PROVIDED PASSAGE:
Rett syndrome is a neurological disorder caused by a faulty gene that affects mainly girls. Our daughter Amy was diagnosed with it in June 2009, shortly before her second birthday. She also has congenital heart disease. This blog reflects my family's experience of Rett and my own reactions to it.

Friday, 15 June 2012

The day Amy asked for ice-cream

There are so many reasons why we want to help Amy communicate. We have a pretty good idea these days about what she likes, what she's interested in and what makes her happy, but we'd love it if she could just tell us. If we could ask her a question, and she could tell us the answer. Nothing fancy: I don't expect her to tell us the solution to the eurozone crisis, or discuss the complete works of Shakespeare. I just want to know more about the person she is, without having to guess or make assumptions about her that might not be quite right.

The good news is that she is making definite progress with communication. As well as increasing amounts of vocalisation, Amy's using her eyes more purposefully to tell us what she wants. They're making the most of this at school and beginning to use a PODD communication book, which she's interested in and seems to 'get'. But she doesn't always need a 'device', whether low-tech or high-tech, to help her talk to us. Sometimes it's all quite simple.

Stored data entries
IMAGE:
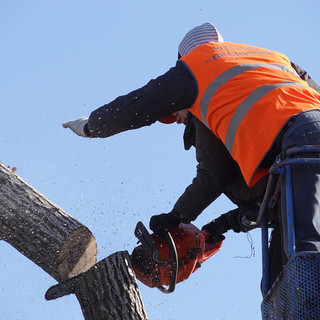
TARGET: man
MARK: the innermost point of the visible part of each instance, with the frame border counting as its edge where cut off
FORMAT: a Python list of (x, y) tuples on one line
[(251, 98)]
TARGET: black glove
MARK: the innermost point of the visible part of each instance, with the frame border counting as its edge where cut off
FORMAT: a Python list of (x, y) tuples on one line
[(216, 230), (229, 221), (162, 223)]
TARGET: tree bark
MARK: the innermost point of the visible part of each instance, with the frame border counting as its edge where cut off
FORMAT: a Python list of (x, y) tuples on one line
[(41, 231), (107, 291)]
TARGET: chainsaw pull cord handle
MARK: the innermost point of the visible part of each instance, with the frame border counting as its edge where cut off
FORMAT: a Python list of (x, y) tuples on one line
[(174, 265)]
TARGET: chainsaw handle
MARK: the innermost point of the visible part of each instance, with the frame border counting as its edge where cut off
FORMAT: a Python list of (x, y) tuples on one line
[(174, 265)]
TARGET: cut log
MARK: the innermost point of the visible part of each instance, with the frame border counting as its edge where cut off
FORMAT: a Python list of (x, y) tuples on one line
[(41, 231), (107, 291)]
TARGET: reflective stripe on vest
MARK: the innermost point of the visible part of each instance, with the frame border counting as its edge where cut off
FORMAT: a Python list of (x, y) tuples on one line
[(245, 96), (228, 75), (245, 106)]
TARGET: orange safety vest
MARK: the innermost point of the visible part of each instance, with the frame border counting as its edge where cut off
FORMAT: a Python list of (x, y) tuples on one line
[(246, 95)]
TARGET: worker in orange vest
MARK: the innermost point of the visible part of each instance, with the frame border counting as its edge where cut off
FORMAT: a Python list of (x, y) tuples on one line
[(252, 99)]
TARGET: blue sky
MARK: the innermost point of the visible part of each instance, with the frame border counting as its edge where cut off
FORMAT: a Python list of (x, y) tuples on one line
[(62, 59)]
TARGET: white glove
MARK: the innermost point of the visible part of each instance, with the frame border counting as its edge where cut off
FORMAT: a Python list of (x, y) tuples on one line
[(77, 126)]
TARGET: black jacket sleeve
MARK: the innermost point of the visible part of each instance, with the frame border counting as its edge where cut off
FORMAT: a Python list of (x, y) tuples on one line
[(173, 91), (215, 171)]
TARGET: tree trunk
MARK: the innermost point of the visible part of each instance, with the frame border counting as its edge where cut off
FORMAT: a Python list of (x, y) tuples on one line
[(107, 291), (41, 231)]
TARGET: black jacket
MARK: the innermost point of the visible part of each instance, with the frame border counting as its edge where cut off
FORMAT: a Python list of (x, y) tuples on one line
[(175, 90)]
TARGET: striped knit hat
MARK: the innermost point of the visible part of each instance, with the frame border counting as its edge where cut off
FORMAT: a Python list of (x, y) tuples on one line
[(199, 35)]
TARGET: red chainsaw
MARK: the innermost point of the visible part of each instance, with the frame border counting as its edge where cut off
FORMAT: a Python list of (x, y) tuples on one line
[(158, 261), (171, 259)]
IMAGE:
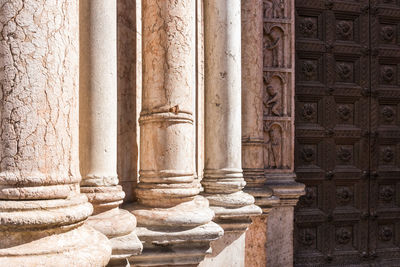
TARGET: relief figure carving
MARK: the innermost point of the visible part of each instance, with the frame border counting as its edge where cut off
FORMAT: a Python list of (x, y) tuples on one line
[(273, 103), (274, 9), (274, 47), (274, 147)]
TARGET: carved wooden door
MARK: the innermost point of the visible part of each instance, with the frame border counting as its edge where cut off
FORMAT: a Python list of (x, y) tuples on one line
[(347, 148)]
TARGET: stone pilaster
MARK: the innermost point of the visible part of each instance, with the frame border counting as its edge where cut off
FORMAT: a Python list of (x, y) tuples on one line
[(279, 35), (41, 209), (174, 222), (253, 129), (223, 175), (99, 128)]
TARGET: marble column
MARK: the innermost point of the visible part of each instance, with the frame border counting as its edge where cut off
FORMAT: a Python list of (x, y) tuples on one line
[(223, 175), (174, 222), (253, 105), (98, 133), (42, 212), (253, 129)]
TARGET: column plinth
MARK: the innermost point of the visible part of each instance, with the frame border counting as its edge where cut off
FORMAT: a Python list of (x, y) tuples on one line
[(42, 212), (223, 175), (174, 221), (99, 129)]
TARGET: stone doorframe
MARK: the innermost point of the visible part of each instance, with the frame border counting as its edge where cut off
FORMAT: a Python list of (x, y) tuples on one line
[(274, 140)]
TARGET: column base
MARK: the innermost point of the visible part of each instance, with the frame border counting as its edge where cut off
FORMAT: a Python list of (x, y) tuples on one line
[(119, 226), (45, 232), (82, 246), (233, 212)]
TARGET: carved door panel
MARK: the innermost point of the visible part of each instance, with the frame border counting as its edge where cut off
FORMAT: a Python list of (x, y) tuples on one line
[(385, 130), (332, 125)]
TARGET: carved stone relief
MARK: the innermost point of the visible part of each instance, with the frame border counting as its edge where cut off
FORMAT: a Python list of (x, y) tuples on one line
[(274, 46), (274, 9)]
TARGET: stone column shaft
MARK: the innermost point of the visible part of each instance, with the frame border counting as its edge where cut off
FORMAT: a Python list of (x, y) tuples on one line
[(253, 129), (99, 128), (223, 176), (41, 209), (170, 212)]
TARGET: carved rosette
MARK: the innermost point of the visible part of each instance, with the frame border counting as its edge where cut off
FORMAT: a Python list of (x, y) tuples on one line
[(223, 180), (174, 221), (279, 97)]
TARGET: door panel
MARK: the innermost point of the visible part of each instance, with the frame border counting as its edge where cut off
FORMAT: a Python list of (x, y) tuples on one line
[(385, 130)]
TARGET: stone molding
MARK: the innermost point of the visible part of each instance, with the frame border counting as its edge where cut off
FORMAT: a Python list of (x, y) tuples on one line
[(98, 131), (223, 180), (279, 100), (174, 221)]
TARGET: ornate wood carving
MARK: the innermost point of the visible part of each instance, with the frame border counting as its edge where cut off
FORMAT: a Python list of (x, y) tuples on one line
[(347, 132)]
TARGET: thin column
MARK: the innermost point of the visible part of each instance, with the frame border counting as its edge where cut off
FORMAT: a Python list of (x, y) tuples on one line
[(41, 209), (223, 176), (99, 128), (174, 222), (279, 75)]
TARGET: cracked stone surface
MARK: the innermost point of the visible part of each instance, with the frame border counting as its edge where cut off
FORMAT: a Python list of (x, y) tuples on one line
[(41, 209)]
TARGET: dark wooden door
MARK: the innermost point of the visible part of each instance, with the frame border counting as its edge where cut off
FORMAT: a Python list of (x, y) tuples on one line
[(347, 132)]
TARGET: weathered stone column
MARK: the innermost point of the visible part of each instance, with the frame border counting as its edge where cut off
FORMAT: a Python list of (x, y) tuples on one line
[(174, 222), (41, 209), (99, 128), (223, 176), (253, 129), (279, 35)]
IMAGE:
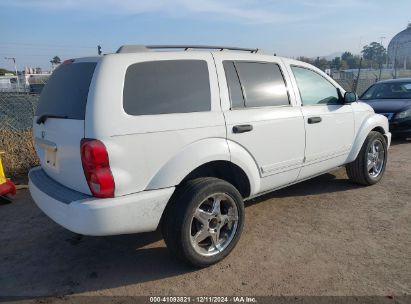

TASKS:
**1)** According to the blog post about Amy, when was she diagnosed with Rett syndrome?
**2)** Decide whether each statement agrees with the blog post about Amy. Answer yes or no for each, and quote the deciding words.
(a) Amy also has congenital heart disease.
(b) Amy's school has stopped using a PODD communication book.
(c) Amy always needs a device to talk to her family.
**3)** Quote the blog post about Amy from "There are so" to "be quite right.".

RESULTS:
**1)** In June 2009, shortly before her second birthday.

**2)**
(a) Yes: "She also has congenital heart disease."
(b) No: "They're making the most of this at school and beginning to use a PODD communication book"
(c) No: "But she doesn't always need a 'device', whether low-tech or high-tech, to help her talk to us."

**3)**
There are so many reasons why we want to help Amy communicate. We have a pretty good idea these days about what she likes, what she's interested in and what makes her happy, but we'd love it if she could just tell us. If we could ask her a question, and she could tell us the answer. Nothing fancy: I don't expect her to tell us the solution to the eurozone crisis, or discuss the complete works of Shakespeare. I just want to know more about the person she is, without having to guess or make assumptions about her that might not be quite right.